[Point-per-instance localization data]
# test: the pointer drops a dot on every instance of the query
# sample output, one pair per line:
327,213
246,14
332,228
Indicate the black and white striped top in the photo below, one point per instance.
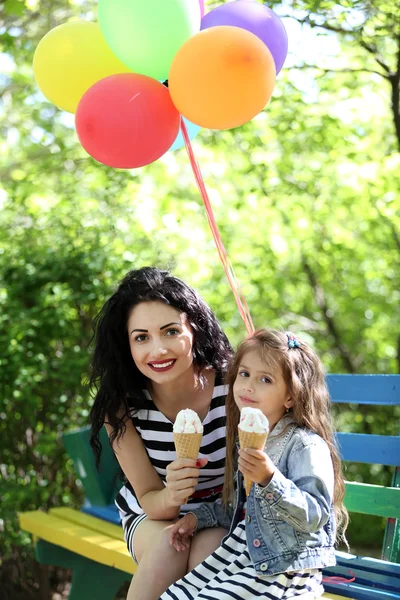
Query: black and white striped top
156,432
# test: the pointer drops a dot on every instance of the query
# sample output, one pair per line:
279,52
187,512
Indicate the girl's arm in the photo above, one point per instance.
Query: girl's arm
159,502
304,498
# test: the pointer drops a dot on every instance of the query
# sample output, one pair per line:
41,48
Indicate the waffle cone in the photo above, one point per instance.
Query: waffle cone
187,445
256,441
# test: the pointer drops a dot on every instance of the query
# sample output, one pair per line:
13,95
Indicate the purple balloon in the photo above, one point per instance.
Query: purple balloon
256,18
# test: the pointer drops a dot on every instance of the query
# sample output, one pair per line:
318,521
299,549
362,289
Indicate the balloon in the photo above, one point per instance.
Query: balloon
201,2
70,59
127,121
222,77
146,34
192,130
257,18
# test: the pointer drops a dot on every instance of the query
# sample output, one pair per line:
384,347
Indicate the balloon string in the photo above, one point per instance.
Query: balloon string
228,268
338,579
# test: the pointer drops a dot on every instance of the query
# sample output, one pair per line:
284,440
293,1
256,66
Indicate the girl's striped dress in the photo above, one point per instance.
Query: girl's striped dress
228,574
156,432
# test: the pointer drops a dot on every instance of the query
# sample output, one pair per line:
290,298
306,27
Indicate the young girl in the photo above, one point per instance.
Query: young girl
281,538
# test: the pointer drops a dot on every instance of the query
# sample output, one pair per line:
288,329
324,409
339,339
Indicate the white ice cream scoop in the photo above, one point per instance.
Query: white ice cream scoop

* **TASK REQUIREMENTS**:
Say how many lines above contain "scoop", and give no words besides the number.

* **SOLUTION BELOW**:
2